Artist’s Work Was Inspired by Her Eichler

Lea
Lea Feinstein, seen here in front of her Eichler on the Stanford campus, believes that her free-flowing canvasses have been influenced by the lines and aesthetics of the home. Photo by Dave Weinstein

For years artist Lea Feinstein and her husband, psychiatrist Carl Feinstein, have labored, Lea jokes, as “academic migrant workers,” living in Washington, D.C., Baltimore, and Rhode Island, among other locales, as Carl’s career, primarily, has taken them.

As Carl, who specializes in child and adolescent psychiatry, rose in his field, so did Lea, who has degrees in art history and studio art and a background in art criticism and writing. She was a professor of studio art at several universities and colleges, including Georgetown and George Washington U., the Rhode Island School of Design, and Maryland Institute College of Art.

As an artist who is deeply sensitive to place and time, and to her own life circumstance and story, her art has always reflected her whereabouts, both physical and psychical. Lea is good friends with artist Ealish Wilson, who is also sensitive to place and to architecture, and whom we profile in the new, Fall '17 issue of CA-Modern.

Paintings
Lea Feinstein's canvasses are on display in her home. Photo by Dave Weinstein

So it’s not surprising to hear Lea speak so glowingly of the influence her Eichler home on the Stanford campus has had on her work, which these days takes the forms of large, sometimes immense abstract paintings.

“I never would have made anything that I have made if I hadn’t lived in an Eichler,” she says of the work, which she has created in a San Francisco studio. She has recently moved her art practice to Los Angeles but maintains her home in the Bay Area.

When the couple moved to Stanford in 1998 with one of their three sons still remaining at home, they had never heard about Joe Eichler. Carl was joining the faculty, so they were able to buy one of the 770 single-family homes that dot the outer reaches of the campus and are available only to faculty and top administrators.

They had lived in a Queen Anne Victorian before, and their furniture didn’t quite fit. But Lea fell in love.

“It was the architecture of the house and the color. That was huge for me,” she says “I love the light and the color and how the flora and fauna are so close.”

Scrolls
Large scrolls created by Lea were installed for a time at the Li Ka Shing building on the Stanford campus. Courtesy of Lea Feinstein

She also loved the thinking behind Eichler homes. “I love very much the whole democratic idea about Eichler, the multi-ethnic communities,” she says.

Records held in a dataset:
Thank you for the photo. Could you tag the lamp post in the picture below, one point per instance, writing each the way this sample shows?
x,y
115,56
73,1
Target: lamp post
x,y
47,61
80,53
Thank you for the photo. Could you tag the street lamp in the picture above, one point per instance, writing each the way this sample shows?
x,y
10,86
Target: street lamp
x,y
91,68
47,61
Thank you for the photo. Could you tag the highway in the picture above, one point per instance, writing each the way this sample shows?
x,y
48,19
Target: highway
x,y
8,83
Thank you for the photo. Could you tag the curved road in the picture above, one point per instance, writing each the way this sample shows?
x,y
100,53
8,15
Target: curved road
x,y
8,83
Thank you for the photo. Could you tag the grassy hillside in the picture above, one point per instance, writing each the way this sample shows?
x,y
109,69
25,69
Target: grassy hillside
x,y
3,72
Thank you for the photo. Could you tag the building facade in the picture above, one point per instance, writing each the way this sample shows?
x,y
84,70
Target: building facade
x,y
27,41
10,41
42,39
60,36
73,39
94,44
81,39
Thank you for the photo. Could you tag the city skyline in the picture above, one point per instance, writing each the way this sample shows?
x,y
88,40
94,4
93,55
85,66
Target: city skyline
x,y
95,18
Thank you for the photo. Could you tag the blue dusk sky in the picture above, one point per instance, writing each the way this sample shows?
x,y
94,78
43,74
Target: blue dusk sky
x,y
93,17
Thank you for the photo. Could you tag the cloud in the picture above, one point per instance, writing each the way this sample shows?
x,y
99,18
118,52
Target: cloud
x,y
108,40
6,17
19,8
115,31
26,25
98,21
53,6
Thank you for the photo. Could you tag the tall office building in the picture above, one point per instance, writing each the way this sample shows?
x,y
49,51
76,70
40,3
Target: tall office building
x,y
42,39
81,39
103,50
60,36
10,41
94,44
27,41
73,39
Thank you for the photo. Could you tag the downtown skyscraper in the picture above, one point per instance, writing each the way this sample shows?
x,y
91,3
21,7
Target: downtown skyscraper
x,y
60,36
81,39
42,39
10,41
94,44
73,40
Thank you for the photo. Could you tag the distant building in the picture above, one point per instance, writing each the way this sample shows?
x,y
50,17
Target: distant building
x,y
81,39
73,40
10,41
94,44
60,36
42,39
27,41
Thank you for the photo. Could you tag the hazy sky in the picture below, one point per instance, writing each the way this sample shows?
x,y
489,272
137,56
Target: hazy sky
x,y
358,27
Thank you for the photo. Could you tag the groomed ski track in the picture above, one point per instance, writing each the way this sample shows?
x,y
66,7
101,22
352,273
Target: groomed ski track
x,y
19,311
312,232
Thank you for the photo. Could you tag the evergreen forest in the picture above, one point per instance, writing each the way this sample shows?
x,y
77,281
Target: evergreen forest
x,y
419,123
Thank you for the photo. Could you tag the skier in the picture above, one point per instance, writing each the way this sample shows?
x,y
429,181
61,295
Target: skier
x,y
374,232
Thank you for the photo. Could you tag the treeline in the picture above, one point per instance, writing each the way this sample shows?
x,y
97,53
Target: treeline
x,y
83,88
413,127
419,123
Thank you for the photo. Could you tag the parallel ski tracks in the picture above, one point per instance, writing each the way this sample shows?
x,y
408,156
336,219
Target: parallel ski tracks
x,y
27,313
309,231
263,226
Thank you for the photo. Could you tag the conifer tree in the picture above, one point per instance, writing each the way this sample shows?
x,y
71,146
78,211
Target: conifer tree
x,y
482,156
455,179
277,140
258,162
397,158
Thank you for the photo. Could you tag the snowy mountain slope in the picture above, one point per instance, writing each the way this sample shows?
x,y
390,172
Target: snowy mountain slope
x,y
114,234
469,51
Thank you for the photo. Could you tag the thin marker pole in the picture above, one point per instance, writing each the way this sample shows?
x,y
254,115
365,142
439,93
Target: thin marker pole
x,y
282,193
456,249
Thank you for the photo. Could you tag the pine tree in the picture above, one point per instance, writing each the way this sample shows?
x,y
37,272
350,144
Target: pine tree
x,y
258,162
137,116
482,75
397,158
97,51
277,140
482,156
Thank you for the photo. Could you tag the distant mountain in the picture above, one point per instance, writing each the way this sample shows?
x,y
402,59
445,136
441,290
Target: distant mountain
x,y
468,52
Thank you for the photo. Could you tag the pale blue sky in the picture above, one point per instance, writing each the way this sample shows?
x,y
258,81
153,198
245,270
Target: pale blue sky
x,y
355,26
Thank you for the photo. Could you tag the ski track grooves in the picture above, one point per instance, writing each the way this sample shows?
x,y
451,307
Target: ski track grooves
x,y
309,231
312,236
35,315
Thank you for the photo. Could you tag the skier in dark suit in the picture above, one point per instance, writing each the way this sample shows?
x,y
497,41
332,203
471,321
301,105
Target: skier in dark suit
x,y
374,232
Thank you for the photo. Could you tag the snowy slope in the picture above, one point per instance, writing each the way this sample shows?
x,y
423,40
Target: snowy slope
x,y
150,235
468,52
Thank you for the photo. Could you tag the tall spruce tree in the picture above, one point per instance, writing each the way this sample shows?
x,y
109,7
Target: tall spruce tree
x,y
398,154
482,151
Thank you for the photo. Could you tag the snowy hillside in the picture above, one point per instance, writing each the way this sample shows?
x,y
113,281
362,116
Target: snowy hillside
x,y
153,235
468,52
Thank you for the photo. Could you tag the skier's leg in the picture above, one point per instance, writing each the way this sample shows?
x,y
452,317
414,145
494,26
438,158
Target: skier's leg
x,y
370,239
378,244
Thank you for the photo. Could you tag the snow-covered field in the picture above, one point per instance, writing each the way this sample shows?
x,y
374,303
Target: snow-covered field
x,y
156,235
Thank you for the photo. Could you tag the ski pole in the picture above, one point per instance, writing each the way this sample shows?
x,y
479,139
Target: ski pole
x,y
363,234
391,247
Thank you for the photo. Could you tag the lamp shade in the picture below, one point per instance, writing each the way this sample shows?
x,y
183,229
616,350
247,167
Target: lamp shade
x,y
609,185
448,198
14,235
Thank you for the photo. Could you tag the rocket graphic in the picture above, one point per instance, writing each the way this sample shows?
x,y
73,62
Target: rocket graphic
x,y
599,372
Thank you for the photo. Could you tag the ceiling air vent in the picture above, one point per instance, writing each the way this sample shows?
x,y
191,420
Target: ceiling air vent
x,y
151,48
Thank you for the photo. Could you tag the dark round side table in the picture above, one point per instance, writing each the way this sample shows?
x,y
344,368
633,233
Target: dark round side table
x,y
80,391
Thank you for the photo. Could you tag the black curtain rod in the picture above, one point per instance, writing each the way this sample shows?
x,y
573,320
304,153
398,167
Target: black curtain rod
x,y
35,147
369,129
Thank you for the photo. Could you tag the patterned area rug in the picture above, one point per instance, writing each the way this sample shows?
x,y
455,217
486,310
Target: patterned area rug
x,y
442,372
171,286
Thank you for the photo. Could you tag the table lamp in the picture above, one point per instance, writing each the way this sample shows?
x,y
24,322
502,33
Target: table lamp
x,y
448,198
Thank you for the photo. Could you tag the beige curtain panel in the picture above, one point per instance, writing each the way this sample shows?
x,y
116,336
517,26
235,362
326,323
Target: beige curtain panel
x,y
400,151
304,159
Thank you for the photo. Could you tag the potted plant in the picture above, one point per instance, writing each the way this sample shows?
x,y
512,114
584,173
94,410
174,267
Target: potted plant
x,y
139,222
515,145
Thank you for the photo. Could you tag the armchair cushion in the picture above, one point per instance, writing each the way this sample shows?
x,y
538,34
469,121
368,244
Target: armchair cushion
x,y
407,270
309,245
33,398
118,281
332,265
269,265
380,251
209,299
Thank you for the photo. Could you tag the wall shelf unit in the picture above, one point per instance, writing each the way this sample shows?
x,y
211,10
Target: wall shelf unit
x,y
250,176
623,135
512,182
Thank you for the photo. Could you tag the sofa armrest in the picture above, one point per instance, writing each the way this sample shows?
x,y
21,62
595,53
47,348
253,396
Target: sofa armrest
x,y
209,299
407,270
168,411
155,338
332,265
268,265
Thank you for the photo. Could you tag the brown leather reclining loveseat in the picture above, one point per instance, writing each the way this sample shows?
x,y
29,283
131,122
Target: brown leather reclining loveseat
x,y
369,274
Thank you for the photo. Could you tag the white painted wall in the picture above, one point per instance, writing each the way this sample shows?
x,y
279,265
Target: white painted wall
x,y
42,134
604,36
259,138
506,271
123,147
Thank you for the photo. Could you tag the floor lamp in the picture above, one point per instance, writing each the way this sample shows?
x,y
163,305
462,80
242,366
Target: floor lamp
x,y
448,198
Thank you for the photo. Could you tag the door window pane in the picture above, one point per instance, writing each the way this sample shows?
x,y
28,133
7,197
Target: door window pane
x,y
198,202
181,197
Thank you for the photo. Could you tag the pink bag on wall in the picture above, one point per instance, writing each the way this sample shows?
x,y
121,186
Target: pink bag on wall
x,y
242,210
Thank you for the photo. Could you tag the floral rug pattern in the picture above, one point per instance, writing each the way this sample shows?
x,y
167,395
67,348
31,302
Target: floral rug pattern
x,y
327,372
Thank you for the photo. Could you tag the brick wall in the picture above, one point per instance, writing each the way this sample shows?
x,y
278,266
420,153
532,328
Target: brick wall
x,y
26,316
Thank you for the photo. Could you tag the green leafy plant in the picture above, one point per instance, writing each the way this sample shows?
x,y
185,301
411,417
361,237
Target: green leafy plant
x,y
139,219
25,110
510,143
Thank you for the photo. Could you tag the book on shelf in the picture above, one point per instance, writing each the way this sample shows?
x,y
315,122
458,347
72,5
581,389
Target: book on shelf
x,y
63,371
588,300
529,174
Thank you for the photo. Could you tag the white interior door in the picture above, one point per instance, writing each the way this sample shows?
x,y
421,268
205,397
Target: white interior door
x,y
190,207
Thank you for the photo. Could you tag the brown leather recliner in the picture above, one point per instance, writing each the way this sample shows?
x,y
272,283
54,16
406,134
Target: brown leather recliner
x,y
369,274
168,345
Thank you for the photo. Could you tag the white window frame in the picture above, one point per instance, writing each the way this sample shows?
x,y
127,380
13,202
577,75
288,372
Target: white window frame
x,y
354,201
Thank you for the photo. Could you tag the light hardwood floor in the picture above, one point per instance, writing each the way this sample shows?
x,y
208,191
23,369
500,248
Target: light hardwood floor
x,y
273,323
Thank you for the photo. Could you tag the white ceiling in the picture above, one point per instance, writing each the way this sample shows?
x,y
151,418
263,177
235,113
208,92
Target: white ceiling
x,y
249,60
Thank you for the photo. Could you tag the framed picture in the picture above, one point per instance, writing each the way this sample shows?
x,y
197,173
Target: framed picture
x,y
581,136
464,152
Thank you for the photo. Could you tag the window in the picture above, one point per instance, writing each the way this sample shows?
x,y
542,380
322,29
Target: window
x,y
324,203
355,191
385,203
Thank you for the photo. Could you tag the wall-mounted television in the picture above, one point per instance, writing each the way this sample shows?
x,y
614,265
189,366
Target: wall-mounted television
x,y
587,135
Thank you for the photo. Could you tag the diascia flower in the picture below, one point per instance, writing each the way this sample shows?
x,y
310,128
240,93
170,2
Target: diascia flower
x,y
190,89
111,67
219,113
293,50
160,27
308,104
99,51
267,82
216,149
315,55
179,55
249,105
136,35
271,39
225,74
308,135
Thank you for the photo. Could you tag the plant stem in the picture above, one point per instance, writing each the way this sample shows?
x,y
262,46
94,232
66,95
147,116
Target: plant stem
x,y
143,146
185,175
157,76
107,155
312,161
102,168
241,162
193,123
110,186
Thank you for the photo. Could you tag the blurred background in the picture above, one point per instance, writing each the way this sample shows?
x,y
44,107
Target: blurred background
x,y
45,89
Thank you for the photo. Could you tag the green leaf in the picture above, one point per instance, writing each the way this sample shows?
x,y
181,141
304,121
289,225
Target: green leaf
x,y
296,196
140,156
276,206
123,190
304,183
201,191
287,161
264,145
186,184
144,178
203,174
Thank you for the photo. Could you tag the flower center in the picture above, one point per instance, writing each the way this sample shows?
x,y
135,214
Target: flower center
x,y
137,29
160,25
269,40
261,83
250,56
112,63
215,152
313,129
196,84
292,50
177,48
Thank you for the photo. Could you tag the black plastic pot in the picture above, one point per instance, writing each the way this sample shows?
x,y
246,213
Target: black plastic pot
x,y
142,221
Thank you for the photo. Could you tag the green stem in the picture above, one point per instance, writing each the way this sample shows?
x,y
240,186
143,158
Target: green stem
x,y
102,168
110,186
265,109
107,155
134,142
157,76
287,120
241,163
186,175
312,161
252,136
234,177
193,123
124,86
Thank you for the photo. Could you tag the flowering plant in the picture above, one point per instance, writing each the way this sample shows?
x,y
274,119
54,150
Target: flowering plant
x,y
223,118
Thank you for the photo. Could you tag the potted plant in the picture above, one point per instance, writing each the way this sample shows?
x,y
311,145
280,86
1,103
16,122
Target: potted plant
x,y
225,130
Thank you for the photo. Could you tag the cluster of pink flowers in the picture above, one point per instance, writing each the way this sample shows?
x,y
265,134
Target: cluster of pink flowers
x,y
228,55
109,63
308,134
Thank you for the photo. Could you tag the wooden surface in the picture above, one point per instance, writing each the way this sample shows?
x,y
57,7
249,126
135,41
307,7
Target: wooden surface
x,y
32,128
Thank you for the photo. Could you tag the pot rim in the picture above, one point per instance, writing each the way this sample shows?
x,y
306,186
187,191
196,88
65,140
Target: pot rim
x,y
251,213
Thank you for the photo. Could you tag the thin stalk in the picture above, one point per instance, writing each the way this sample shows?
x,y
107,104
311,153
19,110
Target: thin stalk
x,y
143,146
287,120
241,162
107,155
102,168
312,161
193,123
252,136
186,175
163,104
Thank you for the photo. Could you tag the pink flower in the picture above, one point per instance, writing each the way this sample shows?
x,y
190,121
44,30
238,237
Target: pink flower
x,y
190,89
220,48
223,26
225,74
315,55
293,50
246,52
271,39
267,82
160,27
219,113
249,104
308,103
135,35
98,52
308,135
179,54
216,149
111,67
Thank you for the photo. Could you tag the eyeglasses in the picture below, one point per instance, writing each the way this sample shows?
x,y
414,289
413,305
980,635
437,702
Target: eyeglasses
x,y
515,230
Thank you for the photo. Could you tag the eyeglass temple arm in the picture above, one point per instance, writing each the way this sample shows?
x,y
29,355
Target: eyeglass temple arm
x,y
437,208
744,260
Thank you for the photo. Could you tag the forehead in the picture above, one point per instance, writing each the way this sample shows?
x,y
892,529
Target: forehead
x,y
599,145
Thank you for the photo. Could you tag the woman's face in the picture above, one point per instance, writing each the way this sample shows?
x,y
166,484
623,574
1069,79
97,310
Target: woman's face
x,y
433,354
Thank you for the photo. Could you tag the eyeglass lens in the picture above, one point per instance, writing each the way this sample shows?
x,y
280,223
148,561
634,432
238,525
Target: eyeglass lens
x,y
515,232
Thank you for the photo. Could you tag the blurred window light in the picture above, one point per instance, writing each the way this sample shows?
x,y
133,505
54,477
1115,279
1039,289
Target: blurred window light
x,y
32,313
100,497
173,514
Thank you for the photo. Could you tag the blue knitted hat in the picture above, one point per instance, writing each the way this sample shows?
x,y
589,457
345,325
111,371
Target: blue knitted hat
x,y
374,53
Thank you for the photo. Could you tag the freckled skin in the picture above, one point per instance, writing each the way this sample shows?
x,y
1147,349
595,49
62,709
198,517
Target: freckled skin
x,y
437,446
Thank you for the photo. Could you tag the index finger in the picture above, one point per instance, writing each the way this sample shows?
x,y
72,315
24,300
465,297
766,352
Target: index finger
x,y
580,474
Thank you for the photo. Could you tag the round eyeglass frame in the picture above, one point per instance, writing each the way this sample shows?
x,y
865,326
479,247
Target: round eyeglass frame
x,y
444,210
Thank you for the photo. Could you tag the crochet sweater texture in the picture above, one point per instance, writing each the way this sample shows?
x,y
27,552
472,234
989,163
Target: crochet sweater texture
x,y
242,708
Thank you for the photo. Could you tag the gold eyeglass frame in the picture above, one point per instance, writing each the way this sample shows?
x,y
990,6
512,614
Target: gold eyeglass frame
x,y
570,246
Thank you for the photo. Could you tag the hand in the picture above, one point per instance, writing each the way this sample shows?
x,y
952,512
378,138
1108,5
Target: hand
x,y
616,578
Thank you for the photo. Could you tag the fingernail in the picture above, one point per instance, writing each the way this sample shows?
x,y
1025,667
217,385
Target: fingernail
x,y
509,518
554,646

_Task brief_.
From the article about the artist and her Eichler home, copy word for word the portion starting at "As an artist" and ending at "issue of CA-Modern.".

_Solution below_.
As an artist who is deeply sensitive to place and time, and to her own life circumstance and story, her art has always reflected her whereabouts, both physical and psychical. Lea is good friends with artist Ealish Wilson, who is also sensitive to place and to architecture, and whom we profile in the new, Fall '17 issue of CA-Modern.